Milletlerarası hakem kararına konu olan uyuşmazlığın konusunun para ile ölçülebilen bir değer olması durumunda, yukarıda söz ettiğimiz kanun hükmüne bakıp da elde edilecek ilk izlenim her ne kadar nispi harç alınacağına dair olsa da, ileride de söz edeceğimiz üzere davaya bakan mahkeme hakem kararının esasına girerek inceleme yapmayacağı, sadece 15. maddede belirtilen iptal nedenlerinin olup olmadığını incelemek ile yetineceği için bu durumda nispi harç değil de, maktu harç alınması gerekecektir32. Fakat, Akıncı’nın da haklı olarak belirttiği gibi, bunun bazı sakıncaları vardır. Çünkü, davayı kaybeden taraf, sırf icrayı geciktirmek için, küçük bir miktar olan maktu ücreti yatırarak iptal davası açabilir33.

Görevler:
1. Kaynak metinden "Milletlerarası hakem kararına" ile başlayıp "iptal davası açabilir33." kısmına kadar süren bölümü aynen çıkarın.
2. Kayıtların ilk satırından başlayıp "164 122 L 168" bulunan satıra kadar giden satırları, iki uç dahil, eksiksiz olarak yeniden yazın ve yanıtlardaki her koordinata 91 ekleyin. Yalnızca bu satırları verin.

Kullanılacak kayıtlar:
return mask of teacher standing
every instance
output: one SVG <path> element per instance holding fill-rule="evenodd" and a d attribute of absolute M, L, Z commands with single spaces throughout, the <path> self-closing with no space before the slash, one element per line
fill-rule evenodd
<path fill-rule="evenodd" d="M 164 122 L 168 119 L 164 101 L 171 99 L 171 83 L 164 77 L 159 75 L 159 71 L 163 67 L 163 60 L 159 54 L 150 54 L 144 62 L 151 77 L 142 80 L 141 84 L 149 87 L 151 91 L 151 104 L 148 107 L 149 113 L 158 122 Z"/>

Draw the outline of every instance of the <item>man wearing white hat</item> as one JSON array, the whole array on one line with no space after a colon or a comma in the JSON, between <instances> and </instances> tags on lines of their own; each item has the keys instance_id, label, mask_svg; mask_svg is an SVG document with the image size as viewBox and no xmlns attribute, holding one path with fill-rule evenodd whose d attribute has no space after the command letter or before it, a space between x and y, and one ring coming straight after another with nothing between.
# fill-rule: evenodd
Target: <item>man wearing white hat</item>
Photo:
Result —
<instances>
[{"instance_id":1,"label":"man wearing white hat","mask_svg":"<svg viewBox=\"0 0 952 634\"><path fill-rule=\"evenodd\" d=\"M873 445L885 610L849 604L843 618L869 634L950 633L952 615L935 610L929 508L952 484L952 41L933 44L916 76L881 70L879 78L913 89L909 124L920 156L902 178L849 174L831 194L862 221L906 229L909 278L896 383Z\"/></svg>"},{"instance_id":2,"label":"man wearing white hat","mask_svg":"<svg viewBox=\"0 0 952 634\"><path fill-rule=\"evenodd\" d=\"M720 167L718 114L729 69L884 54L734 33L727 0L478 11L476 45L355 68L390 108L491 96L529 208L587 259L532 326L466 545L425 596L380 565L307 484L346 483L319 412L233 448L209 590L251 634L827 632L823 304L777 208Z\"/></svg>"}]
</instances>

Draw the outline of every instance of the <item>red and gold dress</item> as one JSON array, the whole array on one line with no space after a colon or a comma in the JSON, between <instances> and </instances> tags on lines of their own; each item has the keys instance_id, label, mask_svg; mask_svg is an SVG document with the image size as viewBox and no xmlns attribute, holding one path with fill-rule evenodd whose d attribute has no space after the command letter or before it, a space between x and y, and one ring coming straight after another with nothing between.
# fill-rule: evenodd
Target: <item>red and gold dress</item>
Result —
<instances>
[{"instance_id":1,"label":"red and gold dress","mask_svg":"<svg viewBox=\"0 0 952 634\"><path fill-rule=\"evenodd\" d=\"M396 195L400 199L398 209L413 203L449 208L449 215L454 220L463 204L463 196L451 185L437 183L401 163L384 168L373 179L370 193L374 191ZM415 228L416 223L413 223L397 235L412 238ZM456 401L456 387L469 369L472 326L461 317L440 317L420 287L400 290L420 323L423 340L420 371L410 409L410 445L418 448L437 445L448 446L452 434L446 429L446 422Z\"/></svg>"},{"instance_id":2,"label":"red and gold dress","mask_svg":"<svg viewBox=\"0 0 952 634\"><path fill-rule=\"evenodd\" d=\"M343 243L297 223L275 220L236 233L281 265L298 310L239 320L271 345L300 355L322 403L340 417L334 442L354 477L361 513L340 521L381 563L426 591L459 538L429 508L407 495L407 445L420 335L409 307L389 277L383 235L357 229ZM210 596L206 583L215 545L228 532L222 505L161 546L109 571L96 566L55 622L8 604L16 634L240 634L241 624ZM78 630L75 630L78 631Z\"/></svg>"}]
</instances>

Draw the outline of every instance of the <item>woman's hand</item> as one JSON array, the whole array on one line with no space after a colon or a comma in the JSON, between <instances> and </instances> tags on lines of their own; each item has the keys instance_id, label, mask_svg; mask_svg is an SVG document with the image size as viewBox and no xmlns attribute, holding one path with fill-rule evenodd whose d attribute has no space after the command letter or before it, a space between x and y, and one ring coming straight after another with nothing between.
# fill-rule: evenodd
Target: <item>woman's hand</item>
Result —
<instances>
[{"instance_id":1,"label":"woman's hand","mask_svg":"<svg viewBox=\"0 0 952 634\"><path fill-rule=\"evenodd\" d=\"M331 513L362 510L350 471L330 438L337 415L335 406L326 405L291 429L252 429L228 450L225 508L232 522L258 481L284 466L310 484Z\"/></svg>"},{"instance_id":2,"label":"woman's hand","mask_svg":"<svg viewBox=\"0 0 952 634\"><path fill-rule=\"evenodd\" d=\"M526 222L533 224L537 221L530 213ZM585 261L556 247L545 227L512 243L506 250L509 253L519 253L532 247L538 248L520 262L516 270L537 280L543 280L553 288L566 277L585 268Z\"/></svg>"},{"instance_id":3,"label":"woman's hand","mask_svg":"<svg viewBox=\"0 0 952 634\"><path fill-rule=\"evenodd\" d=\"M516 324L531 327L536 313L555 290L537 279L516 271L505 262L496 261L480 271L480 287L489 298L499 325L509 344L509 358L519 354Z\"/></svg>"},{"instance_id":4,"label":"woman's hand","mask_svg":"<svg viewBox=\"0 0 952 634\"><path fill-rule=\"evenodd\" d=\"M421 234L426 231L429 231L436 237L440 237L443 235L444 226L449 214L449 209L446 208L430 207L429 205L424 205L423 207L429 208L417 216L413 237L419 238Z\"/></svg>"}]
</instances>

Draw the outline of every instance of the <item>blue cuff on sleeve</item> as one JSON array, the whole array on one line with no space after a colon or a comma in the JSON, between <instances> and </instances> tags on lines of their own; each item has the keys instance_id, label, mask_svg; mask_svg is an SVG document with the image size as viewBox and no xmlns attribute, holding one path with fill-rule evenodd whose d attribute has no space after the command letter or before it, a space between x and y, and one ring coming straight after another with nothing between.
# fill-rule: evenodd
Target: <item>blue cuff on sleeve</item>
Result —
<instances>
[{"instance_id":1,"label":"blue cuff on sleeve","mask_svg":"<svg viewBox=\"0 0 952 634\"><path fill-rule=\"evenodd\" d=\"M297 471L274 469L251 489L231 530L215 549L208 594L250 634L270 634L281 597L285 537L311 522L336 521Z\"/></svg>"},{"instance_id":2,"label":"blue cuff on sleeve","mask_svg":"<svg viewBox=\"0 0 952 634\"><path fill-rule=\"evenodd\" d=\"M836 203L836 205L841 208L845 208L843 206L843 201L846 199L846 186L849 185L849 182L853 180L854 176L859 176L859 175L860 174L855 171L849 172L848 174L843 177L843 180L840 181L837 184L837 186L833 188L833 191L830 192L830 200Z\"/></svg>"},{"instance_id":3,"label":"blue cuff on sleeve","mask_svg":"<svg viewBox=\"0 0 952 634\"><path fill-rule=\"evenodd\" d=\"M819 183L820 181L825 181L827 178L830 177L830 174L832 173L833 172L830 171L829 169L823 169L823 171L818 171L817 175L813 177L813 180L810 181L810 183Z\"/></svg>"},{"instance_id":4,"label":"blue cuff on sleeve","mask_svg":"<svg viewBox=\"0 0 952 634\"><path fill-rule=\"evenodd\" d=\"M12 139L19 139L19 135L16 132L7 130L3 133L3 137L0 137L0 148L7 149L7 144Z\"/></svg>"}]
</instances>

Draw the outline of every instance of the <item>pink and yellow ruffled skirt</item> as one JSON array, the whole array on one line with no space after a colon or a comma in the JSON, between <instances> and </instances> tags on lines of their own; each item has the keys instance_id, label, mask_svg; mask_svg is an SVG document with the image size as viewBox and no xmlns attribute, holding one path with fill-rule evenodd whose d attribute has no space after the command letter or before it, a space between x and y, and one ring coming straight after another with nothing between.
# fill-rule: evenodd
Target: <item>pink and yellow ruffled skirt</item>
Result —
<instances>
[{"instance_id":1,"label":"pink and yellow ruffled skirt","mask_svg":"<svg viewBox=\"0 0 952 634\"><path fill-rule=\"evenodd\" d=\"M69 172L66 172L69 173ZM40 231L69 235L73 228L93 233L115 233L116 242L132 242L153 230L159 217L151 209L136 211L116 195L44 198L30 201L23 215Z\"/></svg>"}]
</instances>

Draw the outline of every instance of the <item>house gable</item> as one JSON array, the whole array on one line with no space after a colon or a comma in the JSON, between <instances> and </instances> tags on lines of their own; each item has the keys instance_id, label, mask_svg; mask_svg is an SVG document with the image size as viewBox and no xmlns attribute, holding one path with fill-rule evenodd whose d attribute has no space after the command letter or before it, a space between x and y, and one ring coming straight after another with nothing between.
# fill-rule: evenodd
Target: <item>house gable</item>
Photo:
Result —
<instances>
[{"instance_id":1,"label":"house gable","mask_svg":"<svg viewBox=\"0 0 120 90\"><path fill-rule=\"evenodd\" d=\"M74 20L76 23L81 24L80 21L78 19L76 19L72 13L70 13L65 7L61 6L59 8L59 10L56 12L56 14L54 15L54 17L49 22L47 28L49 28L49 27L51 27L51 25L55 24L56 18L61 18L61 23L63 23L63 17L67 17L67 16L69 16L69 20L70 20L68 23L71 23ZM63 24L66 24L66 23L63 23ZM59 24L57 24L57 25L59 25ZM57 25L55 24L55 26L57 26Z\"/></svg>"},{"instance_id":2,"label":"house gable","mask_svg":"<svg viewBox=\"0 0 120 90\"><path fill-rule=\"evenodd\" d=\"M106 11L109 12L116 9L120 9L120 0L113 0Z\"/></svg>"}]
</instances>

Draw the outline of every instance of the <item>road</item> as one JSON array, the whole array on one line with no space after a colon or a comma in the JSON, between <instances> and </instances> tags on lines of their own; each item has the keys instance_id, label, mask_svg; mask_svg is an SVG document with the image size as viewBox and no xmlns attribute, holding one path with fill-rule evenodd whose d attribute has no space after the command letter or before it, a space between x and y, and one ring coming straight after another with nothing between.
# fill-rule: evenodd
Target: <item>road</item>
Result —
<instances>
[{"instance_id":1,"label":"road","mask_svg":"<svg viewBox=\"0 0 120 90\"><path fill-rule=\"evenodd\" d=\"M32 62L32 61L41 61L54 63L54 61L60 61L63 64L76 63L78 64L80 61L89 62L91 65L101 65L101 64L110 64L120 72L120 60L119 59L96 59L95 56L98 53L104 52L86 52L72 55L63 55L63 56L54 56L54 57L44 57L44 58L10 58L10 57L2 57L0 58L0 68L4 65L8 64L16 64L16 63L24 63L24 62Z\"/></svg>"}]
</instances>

Alıştırma çözümleri:
1.
Milletlerarası hakem kararına konu olan uyuşmazlığın konusunun para ile ölçülebilen bir değer olması durumunda, yukarıda söz ettiğimiz kanun hükmüne bakıp da elde edilecek ilk izlenim her ne kadar nispi harç alınacağına dair olsa da, ileride de söz edeceğimiz üzere davaya bakan mahkeme hakem kararının esasına girerek inceleme yapmayacağı, sadece 15. maddede belirtilen iptal nedenlerinin olup olmadığını incelemek ile yetineceği için bu durumda nispi harç değil de, maktu harç alınması gerekecektir32. Fakat, Akıncı’nın da haklı olarak belirttiği gibi, bunun bazı sakıncaları vardır. Çünkü, davayı kaybeden taraf, sırf icrayı geciktirmek için, küçük bir miktar olan maktu ücreti yatırarak iptal davası açabilir33.

2.
return mask of teacher standing
every instance
output: one SVG <path> element per instance holding fill-rule="evenodd" and a d attribute of absolute M, L, Z commands with single spaces throughout, the <path> self-closing with no space before the slash, one element per line
fill-rule evenodd
<path fill-rule="evenodd" d="M 255 213 L 259 210 L 255 192 L 262 190 L 262 174 L 255 168 L 250 166 L 250 162 L 254 158 L 254 151 L 250 145 L 241 145 L 235 153 L 242 168 L 233 171 L 232 175 L 240 178 L 242 182 L 242 195 L 239 198 L 240 204 L 249 213 Z"/>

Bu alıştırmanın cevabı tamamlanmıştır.